EXERCISE REQUIREMENTS
Scale the records: write out every line again, requests included, with each point coordinate in the answers multiplied by 0.35 and rounded to a whole number, halves rounding up.

LISTED ENTRIES
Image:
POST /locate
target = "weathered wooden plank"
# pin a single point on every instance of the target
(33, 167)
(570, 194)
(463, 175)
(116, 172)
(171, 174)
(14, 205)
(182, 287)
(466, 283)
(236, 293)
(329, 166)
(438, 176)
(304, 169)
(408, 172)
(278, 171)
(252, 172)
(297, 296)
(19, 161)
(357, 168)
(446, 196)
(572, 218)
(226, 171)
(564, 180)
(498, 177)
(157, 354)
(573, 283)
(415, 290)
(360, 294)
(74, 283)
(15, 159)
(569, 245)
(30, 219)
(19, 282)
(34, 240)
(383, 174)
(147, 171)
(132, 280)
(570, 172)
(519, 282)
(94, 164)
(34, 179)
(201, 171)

SOLVED EXERCISE
Image:
POST /locate
target = "weathered wooden plank"
# pin a single point on every instance of the target
(12, 58)
(200, 68)
(162, 61)
(41, 60)
(60, 61)
(5, 72)
(64, 100)
(163, 99)
(83, 103)
(115, 58)
(153, 62)
(106, 59)
(143, 60)
(97, 60)
(88, 60)
(104, 104)
(7, 56)
(125, 59)
(156, 69)
(200, 76)
(79, 60)
(197, 63)
(174, 62)
(55, 124)
(201, 99)
(145, 102)
(126, 103)
(26, 99)
(5, 56)
(199, 86)
(11, 77)
(7, 99)
(12, 84)
(134, 61)
(51, 60)
(46, 98)
(200, 60)
(182, 99)
(33, 57)
(12, 63)
(70, 60)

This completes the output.